WHAT IS REQUIRED: Reproduce the records below, renaming "even-odd rule" as "nonzero winding rule" at every occurrence and keeping all other text unchanged.

(Records from a collection)
+ + +

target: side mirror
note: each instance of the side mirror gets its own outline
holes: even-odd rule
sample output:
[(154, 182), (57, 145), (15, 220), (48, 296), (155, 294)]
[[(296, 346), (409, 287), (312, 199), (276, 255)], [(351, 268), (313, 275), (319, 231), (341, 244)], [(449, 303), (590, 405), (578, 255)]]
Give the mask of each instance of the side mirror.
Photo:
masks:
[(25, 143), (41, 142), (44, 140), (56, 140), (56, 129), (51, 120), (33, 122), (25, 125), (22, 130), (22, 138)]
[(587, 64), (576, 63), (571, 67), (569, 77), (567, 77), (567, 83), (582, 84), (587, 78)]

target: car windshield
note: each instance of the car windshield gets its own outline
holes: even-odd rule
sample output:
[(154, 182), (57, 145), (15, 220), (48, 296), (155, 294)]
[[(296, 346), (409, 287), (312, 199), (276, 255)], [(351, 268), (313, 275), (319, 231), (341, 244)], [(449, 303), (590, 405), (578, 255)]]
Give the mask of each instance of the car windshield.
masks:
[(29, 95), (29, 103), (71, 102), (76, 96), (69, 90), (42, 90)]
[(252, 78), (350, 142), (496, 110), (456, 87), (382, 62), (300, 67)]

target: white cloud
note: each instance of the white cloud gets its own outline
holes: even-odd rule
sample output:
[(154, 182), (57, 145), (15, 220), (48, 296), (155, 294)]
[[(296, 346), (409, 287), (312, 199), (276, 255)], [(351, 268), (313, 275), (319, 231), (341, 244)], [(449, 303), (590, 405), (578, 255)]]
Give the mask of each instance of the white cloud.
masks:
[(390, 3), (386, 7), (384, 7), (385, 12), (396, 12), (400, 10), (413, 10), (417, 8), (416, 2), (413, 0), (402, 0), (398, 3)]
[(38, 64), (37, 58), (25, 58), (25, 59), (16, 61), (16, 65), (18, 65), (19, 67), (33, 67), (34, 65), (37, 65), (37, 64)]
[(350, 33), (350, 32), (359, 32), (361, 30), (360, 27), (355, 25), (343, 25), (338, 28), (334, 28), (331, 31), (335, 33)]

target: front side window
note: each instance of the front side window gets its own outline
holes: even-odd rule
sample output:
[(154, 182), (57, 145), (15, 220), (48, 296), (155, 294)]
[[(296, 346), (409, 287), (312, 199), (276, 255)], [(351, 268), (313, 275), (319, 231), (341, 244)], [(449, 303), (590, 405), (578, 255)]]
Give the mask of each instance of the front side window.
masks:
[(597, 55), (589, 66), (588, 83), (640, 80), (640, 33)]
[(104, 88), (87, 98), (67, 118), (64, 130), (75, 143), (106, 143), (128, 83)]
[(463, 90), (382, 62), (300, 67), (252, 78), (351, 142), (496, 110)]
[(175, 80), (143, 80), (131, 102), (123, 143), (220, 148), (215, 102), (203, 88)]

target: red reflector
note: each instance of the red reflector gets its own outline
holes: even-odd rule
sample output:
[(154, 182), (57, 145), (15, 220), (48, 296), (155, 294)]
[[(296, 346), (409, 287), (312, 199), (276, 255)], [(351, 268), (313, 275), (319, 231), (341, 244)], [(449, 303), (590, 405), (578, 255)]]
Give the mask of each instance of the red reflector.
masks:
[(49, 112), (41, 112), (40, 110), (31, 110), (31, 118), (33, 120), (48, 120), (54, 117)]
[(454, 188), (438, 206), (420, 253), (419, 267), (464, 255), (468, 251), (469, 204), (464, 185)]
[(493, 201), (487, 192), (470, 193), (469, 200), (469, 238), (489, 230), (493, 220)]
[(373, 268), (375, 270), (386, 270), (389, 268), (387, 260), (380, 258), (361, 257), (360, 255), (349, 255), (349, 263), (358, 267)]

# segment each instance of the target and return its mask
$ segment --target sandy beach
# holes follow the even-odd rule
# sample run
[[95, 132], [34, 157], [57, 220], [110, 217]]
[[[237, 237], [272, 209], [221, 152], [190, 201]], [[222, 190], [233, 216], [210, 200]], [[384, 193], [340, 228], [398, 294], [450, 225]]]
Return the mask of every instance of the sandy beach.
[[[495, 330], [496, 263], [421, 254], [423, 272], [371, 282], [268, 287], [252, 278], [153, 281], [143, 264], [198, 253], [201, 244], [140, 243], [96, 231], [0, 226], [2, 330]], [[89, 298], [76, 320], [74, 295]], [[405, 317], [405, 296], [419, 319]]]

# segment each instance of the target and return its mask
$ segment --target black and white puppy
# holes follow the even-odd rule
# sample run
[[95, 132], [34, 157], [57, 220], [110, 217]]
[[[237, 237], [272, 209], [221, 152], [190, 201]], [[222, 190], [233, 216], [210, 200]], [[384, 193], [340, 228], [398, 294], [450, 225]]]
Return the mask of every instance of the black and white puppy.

+ + +

RESULT OF THE EXERCISE:
target: side mirror
note: each instance of the side mirror gets its own outline
holes: nonzero winding rule
sample output:
[(154, 182), (57, 145), (15, 220), (48, 296), (155, 294)]
[[(296, 346), (409, 287), (312, 199), (276, 255)], [(351, 268), (313, 275), (319, 231), (341, 244)], [(449, 303), (590, 405), (578, 255)]]
Give the mask of each instance of the side mirror.
Photo:
masks:
[(25, 143), (41, 142), (44, 140), (56, 140), (56, 129), (51, 120), (33, 122), (25, 125), (22, 130), (22, 138)]
[(587, 64), (576, 63), (571, 67), (569, 77), (567, 77), (567, 83), (582, 84), (587, 78)]

target: car windshield
note: each instance of the car windshield gets its own outline
holes: nonzero winding rule
sample output:
[(154, 182), (57, 145), (15, 220), (48, 296), (155, 294)]
[[(296, 346), (409, 287), (312, 199), (276, 255)], [(351, 268), (313, 275), (319, 231), (341, 244)], [(449, 303), (590, 405), (578, 255)]]
Give the mask of each instance of the car windshield.
masks:
[(29, 95), (29, 103), (71, 102), (76, 96), (69, 90), (42, 90)]
[(252, 78), (350, 142), (496, 110), (456, 87), (382, 62), (300, 67)]

target: white cloud
note: each instance of the white cloud gets its own outline
holes: nonzero winding rule
sample output:
[(154, 182), (57, 145), (15, 220), (48, 296), (155, 294)]
[[(296, 346), (409, 287), (312, 199), (276, 255)], [(351, 268), (313, 275), (319, 231), (341, 244)], [(449, 303), (590, 405), (578, 255)]]
Give the mask of each instance of the white cloud.
masks:
[(390, 3), (386, 7), (384, 7), (385, 12), (396, 12), (400, 10), (413, 10), (417, 8), (416, 2), (413, 0), (402, 0), (398, 3)]
[(38, 64), (37, 58), (25, 58), (25, 59), (16, 61), (16, 65), (18, 65), (19, 67), (33, 67), (34, 65), (37, 65), (37, 64)]
[(350, 33), (350, 32), (359, 32), (361, 30), (360, 27), (355, 25), (343, 25), (338, 28), (334, 28), (331, 31), (335, 33)]

target: front side window
note: each instance of the front side window gets its own outline
holes: nonzero winding rule
sample output:
[(154, 182), (57, 145), (15, 220), (48, 296), (155, 294)]
[[(296, 346), (409, 287), (312, 199), (276, 255)], [(351, 268), (313, 275), (319, 231), (341, 244)], [(449, 303), (590, 405), (578, 255)]]
Give the mask of each instance of the front side window.
masks:
[(597, 55), (589, 66), (588, 83), (640, 80), (640, 33)]
[(104, 88), (87, 98), (67, 118), (64, 130), (75, 143), (106, 143), (128, 83)]
[(463, 90), (382, 62), (300, 67), (252, 78), (351, 142), (496, 110)]
[(175, 80), (143, 80), (131, 102), (123, 143), (220, 148), (215, 102), (203, 88)]

target: red reflector
note: each instance of the red reflector gets its own outline
holes: nonzero winding rule
sample output:
[(154, 182), (57, 145), (15, 220), (48, 296), (155, 294)]
[[(296, 346), (409, 287), (312, 199), (276, 255)], [(351, 268), (313, 275), (319, 231), (341, 244)], [(449, 303), (590, 405), (578, 255)]]
Give the mask of each instance of the red reflector.
masks:
[(49, 112), (41, 112), (40, 110), (31, 110), (31, 118), (33, 120), (48, 120), (54, 117)]
[(454, 188), (438, 206), (420, 253), (419, 267), (464, 255), (468, 251), (469, 204), (464, 185)]
[(493, 201), (487, 192), (470, 193), (469, 200), (469, 238), (489, 230), (493, 220)]
[(373, 268), (375, 270), (386, 270), (389, 268), (387, 260), (380, 258), (361, 257), (360, 255), (349, 255), (349, 263), (358, 267)]

# segment each instance of the target and return its mask
$ segment --target sandy beach
# holes follow the nonzero winding rule
# sample run
[[95, 132], [34, 157], [57, 220], [110, 217]]
[[[237, 237], [272, 209], [221, 152], [190, 201]], [[222, 190], [233, 216], [210, 200]], [[384, 193], [340, 228], [398, 294], [450, 225]]]
Return the mask of every instance of the sandy beach.
[[[495, 330], [496, 263], [421, 254], [423, 272], [371, 282], [268, 287], [252, 278], [153, 281], [143, 264], [198, 253], [201, 244], [140, 243], [96, 231], [0, 226], [2, 330]], [[89, 298], [76, 320], [74, 295]], [[405, 317], [405, 296], [419, 319]]]

# segment each instance of the target and return its mask
$ segment --target black and white puppy
# holes follow the nonzero winding rule
# sample run
[[95, 132], [34, 157], [57, 220], [110, 217]]
[[[237, 237], [272, 209], [221, 152], [190, 201]], [[222, 190], [233, 216], [210, 200]], [[384, 193], [340, 228], [398, 294], [450, 225]]]
Return the mask of every instance of the black and white puppy.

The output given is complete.